:: Records from a data source ::
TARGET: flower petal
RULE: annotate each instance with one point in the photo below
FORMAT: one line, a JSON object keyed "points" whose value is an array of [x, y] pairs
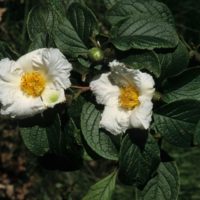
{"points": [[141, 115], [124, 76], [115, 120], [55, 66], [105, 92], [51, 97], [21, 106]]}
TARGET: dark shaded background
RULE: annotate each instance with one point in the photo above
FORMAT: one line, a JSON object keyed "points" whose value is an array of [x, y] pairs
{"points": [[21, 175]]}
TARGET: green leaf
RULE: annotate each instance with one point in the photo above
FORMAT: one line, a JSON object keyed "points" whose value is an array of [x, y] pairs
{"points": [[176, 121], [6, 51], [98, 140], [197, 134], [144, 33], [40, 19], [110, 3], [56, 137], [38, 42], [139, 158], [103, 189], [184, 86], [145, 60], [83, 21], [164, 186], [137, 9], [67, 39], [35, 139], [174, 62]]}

:: THE PROBLEM ::
Could you rewrite all of the records above, putting "mark" wherever "annotate" appears and changing nothing else? Please leave the pictures out of your answer.

:: WRITTEN SOLUTION ::
TARGET: flower petal
RULE: mark each instance with one point in the photo below
FORMAT: one line, a JSON object keyed "points" whose value is an array of [x, y] pairs
{"points": [[141, 115], [124, 76], [115, 120], [55, 66], [105, 92], [51, 97], [21, 106]]}
TARGET: dark shaded background
RULE: mark each instance with one point in the photo above
FORMAT: one line, a JSON object keyed "points" whose value is an array of [x, y] pairs
{"points": [[21, 175]]}
TARGET: green leaf
RULE: mark each instance with one point in the photo above
FORMAT: one line, a JSON object keyed "points" whose value is an array of [x, y] pairs
{"points": [[176, 121], [6, 51], [98, 140], [197, 134], [144, 33], [40, 19], [110, 3], [56, 137], [38, 42], [139, 158], [103, 189], [184, 86], [145, 60], [83, 21], [164, 186], [137, 9], [67, 39], [35, 139], [174, 62]]}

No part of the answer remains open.